Throughout the listing below, show every line in which "behind" occurs.

**SUPPLIED INFORMATION**
+ + +

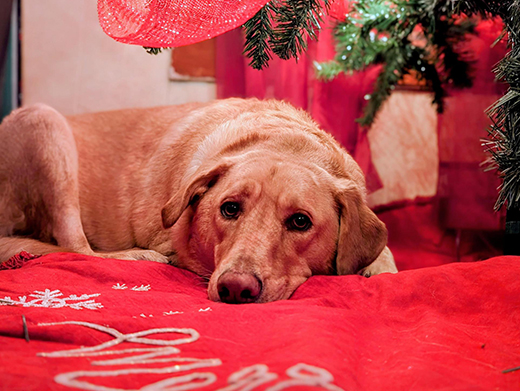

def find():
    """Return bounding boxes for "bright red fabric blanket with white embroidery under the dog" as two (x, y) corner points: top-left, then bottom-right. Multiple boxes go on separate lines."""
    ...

(0, 254), (520, 391)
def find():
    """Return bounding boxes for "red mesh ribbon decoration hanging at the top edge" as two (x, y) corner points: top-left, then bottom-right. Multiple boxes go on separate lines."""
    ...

(98, 0), (269, 48)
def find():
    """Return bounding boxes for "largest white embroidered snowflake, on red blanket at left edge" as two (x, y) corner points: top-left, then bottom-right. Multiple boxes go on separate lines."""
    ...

(0, 289), (103, 310)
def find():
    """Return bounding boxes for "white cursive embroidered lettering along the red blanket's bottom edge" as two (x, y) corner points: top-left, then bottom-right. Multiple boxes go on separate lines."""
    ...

(38, 321), (344, 391)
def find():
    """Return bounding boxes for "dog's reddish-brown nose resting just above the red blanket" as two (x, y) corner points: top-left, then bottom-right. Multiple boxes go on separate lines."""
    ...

(217, 272), (262, 304)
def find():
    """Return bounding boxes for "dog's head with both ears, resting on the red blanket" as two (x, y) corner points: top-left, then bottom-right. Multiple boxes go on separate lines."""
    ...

(162, 153), (387, 303)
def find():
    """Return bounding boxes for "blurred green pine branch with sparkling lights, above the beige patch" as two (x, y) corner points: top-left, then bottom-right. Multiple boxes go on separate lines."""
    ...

(316, 0), (475, 126)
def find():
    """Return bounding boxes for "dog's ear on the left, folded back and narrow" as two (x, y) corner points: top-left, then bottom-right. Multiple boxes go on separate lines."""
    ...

(161, 161), (231, 228)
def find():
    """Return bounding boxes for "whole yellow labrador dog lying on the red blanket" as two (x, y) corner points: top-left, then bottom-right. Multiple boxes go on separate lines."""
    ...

(0, 99), (397, 303)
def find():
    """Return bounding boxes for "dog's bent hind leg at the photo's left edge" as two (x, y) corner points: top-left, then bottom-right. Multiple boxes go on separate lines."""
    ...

(0, 105), (93, 261)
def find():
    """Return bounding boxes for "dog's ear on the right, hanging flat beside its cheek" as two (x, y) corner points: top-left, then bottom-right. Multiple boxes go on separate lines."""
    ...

(336, 181), (387, 275)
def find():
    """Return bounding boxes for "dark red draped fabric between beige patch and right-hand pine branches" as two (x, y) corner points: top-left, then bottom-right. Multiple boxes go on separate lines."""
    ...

(439, 20), (506, 230)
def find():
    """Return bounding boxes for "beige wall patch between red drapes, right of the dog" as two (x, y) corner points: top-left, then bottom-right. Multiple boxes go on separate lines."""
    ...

(368, 90), (439, 207)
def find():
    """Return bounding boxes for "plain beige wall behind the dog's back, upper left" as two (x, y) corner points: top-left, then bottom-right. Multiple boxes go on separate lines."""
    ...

(22, 0), (216, 114)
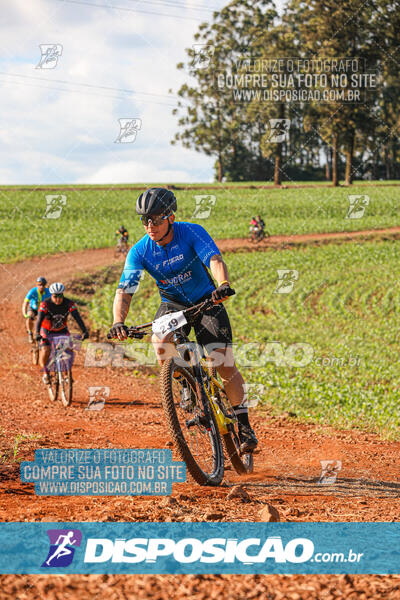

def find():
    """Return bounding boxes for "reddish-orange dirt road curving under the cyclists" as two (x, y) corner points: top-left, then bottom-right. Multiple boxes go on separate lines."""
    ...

(0, 228), (400, 600)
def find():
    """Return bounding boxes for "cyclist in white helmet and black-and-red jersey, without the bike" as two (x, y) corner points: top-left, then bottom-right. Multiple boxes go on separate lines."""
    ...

(36, 283), (89, 384)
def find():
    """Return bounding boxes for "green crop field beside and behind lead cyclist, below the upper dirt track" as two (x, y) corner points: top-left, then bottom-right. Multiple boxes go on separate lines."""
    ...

(90, 241), (400, 439)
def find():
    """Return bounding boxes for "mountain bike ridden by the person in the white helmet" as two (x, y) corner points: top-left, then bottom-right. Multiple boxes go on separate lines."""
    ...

(47, 333), (81, 407)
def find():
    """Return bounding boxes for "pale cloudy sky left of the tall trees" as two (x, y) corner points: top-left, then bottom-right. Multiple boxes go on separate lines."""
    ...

(0, 0), (281, 185)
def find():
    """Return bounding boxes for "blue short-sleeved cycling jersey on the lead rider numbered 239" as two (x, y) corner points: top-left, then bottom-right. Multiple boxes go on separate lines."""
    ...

(118, 222), (221, 305)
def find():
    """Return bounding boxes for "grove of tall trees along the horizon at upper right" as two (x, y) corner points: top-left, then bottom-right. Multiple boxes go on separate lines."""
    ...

(171, 0), (400, 185)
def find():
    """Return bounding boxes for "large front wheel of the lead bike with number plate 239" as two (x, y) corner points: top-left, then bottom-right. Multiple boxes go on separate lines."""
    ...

(161, 358), (224, 485)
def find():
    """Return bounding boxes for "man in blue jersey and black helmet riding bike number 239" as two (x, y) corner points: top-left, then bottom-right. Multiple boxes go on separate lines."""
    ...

(110, 188), (257, 452)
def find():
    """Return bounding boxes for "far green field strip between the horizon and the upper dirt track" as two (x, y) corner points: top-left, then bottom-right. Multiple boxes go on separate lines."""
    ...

(0, 183), (400, 262)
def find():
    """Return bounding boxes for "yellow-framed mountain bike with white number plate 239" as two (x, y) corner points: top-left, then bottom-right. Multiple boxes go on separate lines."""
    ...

(108, 299), (253, 486)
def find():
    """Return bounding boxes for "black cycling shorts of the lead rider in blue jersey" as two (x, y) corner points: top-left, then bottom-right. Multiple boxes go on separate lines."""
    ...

(154, 295), (232, 348)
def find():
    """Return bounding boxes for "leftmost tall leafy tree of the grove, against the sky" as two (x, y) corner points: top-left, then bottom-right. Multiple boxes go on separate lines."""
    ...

(172, 0), (277, 181)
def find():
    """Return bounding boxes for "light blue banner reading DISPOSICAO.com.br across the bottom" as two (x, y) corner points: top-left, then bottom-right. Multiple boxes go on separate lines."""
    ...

(0, 522), (400, 574)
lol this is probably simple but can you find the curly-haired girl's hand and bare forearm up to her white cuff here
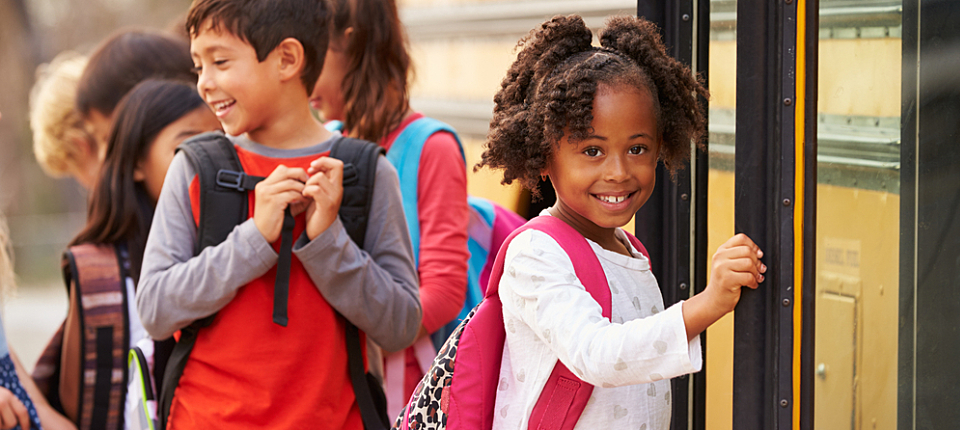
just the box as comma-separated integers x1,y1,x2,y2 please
683,233,767,339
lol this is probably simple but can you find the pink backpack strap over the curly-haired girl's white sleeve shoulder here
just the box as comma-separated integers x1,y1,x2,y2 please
528,216,612,430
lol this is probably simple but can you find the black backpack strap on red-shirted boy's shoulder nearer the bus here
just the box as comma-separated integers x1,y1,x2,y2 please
330,138,390,430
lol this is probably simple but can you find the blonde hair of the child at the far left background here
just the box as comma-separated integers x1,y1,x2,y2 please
30,51,96,177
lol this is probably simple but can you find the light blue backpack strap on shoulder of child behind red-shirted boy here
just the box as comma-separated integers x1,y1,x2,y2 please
387,117,466,267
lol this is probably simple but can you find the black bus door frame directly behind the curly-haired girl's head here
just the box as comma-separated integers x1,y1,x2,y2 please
635,0,710,430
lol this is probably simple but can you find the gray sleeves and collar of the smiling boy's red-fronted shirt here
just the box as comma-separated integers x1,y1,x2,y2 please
137,136,421,350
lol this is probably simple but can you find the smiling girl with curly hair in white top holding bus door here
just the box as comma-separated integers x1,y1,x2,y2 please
477,16,766,430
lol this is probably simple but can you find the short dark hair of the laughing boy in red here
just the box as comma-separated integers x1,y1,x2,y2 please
186,0,330,94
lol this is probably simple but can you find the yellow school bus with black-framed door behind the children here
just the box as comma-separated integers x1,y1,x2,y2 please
401,0,960,430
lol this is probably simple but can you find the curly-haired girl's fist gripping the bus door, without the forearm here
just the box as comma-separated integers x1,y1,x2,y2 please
704,233,767,315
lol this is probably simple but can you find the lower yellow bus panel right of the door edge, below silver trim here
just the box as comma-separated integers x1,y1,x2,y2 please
814,184,900,430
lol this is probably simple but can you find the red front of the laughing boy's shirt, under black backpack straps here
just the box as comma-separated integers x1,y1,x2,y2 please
168,147,366,430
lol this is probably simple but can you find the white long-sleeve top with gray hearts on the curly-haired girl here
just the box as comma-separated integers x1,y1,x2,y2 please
494,229,702,430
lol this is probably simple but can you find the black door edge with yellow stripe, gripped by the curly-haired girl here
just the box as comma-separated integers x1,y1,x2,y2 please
733,0,819,430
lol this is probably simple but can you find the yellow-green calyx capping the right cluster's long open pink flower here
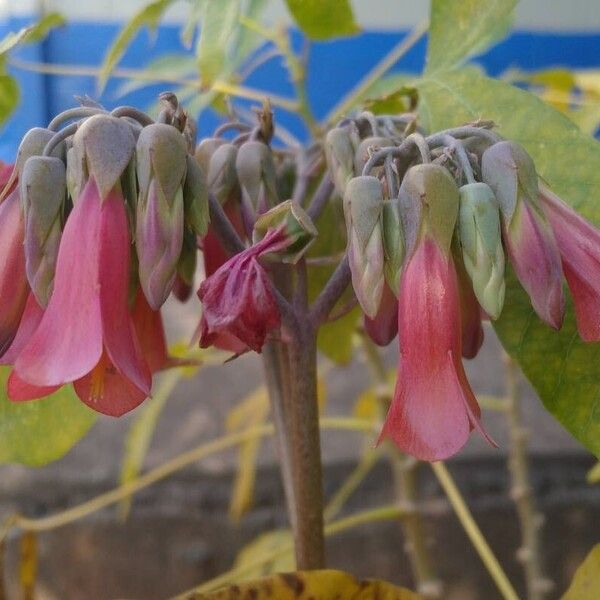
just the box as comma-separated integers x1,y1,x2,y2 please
399,163,458,257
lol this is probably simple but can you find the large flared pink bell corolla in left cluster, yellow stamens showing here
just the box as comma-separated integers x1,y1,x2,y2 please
8,177,151,416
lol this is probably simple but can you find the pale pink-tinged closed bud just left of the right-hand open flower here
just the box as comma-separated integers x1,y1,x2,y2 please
344,175,385,318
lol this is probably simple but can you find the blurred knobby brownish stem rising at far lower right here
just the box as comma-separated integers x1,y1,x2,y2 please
504,355,553,600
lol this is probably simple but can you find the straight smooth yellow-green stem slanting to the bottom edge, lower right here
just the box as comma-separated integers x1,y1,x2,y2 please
430,461,519,600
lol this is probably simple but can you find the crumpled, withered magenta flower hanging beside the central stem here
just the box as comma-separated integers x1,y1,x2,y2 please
198,229,289,352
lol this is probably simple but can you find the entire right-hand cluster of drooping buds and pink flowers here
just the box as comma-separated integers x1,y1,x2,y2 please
327,115,600,460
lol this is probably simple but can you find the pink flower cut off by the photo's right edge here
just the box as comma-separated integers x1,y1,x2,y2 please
540,186,600,342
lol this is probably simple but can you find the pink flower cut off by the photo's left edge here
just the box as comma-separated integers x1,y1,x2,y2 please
0,165,29,356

+ + +

**EXERCISE ANSWER**
    """Return bounding boxes for "plain beige wall behind the dog's back, upper left" as two (x, y) corner points: top-left, then bottom-right. Multiple boxes go on separate lines."""
    """Return bounding boxes for "green crop field beside and behind lead cyclist, below the upper dirt track" as two (x, y) corner points: top-left, then bottom-right. Multiple boxes go on separate lines."""
lol this is probably simple but can you find the light blue backpack strap on shoulder of child behind red-shirted boy here
lol this is probably simple but can you find the black bus door frame directly behind the curly-haired girl's head here
lol this is probably simple but can you find the yellow school bus with black-framed door behind the children here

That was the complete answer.